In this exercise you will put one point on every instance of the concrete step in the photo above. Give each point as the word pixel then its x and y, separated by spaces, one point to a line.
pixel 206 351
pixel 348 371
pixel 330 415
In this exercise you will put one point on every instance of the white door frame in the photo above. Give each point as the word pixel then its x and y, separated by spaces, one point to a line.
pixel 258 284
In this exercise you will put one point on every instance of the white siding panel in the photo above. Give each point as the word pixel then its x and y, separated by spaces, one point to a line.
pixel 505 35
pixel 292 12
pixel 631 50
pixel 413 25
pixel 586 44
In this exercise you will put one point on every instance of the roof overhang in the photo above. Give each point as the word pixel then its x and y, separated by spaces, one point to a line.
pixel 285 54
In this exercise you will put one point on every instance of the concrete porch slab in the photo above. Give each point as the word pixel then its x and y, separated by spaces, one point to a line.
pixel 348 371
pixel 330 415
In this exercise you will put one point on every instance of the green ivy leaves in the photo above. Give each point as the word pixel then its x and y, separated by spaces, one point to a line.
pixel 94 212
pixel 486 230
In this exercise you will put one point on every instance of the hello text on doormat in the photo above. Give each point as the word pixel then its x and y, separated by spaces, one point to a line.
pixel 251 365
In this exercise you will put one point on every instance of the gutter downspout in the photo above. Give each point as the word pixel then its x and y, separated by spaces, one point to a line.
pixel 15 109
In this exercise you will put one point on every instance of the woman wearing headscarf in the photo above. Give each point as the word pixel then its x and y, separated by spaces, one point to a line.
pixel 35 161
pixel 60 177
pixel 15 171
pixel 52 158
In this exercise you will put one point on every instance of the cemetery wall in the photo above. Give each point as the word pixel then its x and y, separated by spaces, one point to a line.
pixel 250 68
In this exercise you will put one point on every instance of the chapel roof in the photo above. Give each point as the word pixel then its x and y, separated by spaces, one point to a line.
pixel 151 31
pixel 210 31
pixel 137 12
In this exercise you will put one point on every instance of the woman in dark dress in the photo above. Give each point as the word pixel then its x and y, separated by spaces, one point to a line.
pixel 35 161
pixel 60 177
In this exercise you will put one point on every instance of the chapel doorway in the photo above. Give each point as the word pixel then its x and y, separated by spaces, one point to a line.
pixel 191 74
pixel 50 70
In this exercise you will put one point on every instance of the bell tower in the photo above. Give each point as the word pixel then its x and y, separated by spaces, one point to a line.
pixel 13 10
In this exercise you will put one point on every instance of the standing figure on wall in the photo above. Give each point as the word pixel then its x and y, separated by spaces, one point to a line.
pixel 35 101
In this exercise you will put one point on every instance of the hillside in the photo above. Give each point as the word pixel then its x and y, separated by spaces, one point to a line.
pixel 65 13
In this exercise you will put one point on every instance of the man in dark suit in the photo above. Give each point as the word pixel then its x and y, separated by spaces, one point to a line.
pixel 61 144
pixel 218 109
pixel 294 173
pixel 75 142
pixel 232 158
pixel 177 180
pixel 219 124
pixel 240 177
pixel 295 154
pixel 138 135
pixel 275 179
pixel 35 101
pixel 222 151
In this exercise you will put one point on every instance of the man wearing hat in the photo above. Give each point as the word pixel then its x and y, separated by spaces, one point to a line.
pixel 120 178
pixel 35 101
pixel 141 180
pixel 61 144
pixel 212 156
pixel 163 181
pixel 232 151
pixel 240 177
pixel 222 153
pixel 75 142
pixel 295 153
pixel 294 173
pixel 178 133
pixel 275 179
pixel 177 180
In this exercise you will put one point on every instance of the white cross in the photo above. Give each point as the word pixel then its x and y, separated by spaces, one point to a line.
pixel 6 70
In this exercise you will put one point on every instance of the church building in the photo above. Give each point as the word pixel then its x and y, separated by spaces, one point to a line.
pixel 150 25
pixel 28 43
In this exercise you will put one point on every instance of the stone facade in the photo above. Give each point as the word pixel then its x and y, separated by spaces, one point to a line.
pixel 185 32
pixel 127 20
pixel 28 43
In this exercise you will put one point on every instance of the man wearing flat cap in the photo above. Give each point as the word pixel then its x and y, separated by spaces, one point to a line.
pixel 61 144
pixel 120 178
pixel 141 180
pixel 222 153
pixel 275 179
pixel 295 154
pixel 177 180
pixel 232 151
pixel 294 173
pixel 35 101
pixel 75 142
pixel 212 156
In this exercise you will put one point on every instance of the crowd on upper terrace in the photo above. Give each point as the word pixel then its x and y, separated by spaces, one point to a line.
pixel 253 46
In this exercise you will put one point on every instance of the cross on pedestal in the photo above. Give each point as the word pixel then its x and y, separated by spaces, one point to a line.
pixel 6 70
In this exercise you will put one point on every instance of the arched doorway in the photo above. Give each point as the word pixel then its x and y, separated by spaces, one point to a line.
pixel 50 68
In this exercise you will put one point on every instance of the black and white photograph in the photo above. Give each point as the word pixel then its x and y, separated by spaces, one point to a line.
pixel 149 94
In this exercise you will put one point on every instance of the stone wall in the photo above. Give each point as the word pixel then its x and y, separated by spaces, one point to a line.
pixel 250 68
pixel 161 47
---+---
What this task involves: Reproduce all of the records above word for word, keeping their original order.

In response:
In this exercise you will put one point on every instance of the concrete step in the photo above. Give each point as the word pixel then its x and y, separated by spaces, one point to a line.
pixel 206 351
pixel 348 371
pixel 330 415
In this exercise you will put one point on every instance of the white door frame in the photo above. Give each point as the word pixel then its x and y, separated by spaces, one point to a line.
pixel 258 284
In this exercise you will put one point on every instance of the white siding panel in the photo above. Give each point as the word pixel then its x and y, separated by spaces, one point to a line.
pixel 505 35
pixel 292 12
pixel 631 50
pixel 413 25
pixel 586 44
In this exercise you will put one point on every instance of the roof overhang in the photo above. Give each point as the word pixel then its x and y, separated by spaces, one point to a line.
pixel 285 54
In this exercise you will put one point on every instance of the concrete porch slab in the photo above. Give each point as the word pixel then its x and y, separated by spaces, one point to a line.
pixel 348 371
pixel 330 415
In this exercise you will put one point on every instance of the green ivy leaves in the photo above. Give each point as the word pixel then its x and y, separated by spaces, one point to a line.
pixel 94 212
pixel 486 230
In this exercise you will put one point on every instance of the hello text on doormat in the photo above. Give each point as the word pixel then its x and y, separated by spaces, one point to a line.
pixel 251 365
In this exercise you will put one point on every instance of the gutter downspout in the photo above. Give each point as the word pixel then its x and y, separated by spaces, one point to a line.
pixel 15 109
In this exercise you will put one point on every instance of the woman wearing headscarf in the photo above. Give each point as the word pixel then its x and y, separated by spaces, one point to a line.
pixel 35 161
pixel 60 177
pixel 15 171
pixel 52 158
In this exercise you will put one point on every instance of the cemetery wall in the photo above. Give each point as the word pixel then its x and y, separated by spaces, one point to a line.
pixel 250 68
In this exercise you will put one point on every instance of the chapel roof in the photo above. Give each point as the word pixel then its x and y, separated by spaces, one point to a line.
pixel 151 31
pixel 210 31
pixel 137 12
In this exercise you will put one point on every instance of the woman in dark dress in the photo above. Give each point as the word pixel then its x and y, separated by spaces, one point to a line.
pixel 35 161
pixel 60 177
In this exercise you will put one point on every instance of the chapel doorway in the photo above. Give each point as the word pixel then its x and y, separated by spaces, one point to a line.
pixel 191 74
pixel 50 70
In this exercise you will put one point on every instance of the bell tower in the photo above. Give each point as the word pixel then its x and y, separated by spaces, one point to a line.
pixel 13 10
In this exercise you will put one point on every instance of the standing figure on wall in the photo above. Give each point as the word pixel then its x and y, separated by spaces, one point to a line.
pixel 35 101
In this exercise you will put one point on every instance of the hillside in the photo above. Give each point as the word pixel then its x and y, separated by spaces, one point to a line.
pixel 65 13
In this exercise you will put one point on every instance of the man in dark suit in the photo above. Give each point as the word pixel then its x and y, separated by spaces, one point to a line.
pixel 61 144
pixel 218 109
pixel 294 173
pixel 75 142
pixel 232 158
pixel 177 180
pixel 219 124
pixel 240 177
pixel 295 154
pixel 138 135
pixel 275 179
pixel 35 101
pixel 222 151
In this exercise you will put one point on every instance of the man wearing hat in the photo above. Give each point as the word pixel then its x and y, separated by spaces, one point to a line.
pixel 120 178
pixel 35 101
pixel 141 180
pixel 61 144
pixel 212 156
pixel 163 181
pixel 232 151
pixel 240 177
pixel 222 153
pixel 75 142
pixel 295 153
pixel 294 173
pixel 178 133
pixel 275 179
pixel 177 180
In this exercise you will put one point on every instance of the white cross in the photo above. Give each point as the word pixel then its x and y, separated by spaces, one point to a line.
pixel 6 70
In this exercise you will put one point on every instance of the church building in the photo above. Give each point as the word pixel then its x and y, separated by spaces, one point to a line.
pixel 150 25
pixel 28 43
In this exercise you will put one point on every instance of the stone facade in the photo above. Give each point as the word pixel then its x and y, separated by spaces, one point to a line.
pixel 185 32
pixel 127 20
pixel 28 43
In this exercise you will put one point on every instance of the man wearing flat cap in the photo above. Give each point as the word pixel then its x and y, separated by spaces, one point to a line.
pixel 61 144
pixel 120 178
pixel 141 180
pixel 222 153
pixel 275 179
pixel 295 154
pixel 177 180
pixel 232 151
pixel 294 173
pixel 35 101
pixel 75 142
pixel 212 156
In this exercise you will put one point on every instance of the crowd on upper terrace in the photo above. Give each point as the word pixel then its x and y, separated by spaces, one point to a line.
pixel 253 46
In this exercise you will put one point on every instance of the cross on pedestal in the photo above. Give each point as the word pixel then its x and y, separated by spaces, one point to a line.
pixel 6 70
In this exercise you will put one point on every instance of the arched doorway in the photo above. Give each point as the word pixel then its x and y, separated by spaces, one point to a line.
pixel 50 68
In this exercise you will put one point on every instance of the black and white photograph in the photo above. Give each point as the word pixel then its x and y, separated by spaces, one point to a line.
pixel 149 94
In this exercise you will put one point on every instance of the stone wall in the photo above. Give each point as the word pixel then its x and y, separated by spaces, one point to a line.
pixel 250 68
pixel 161 47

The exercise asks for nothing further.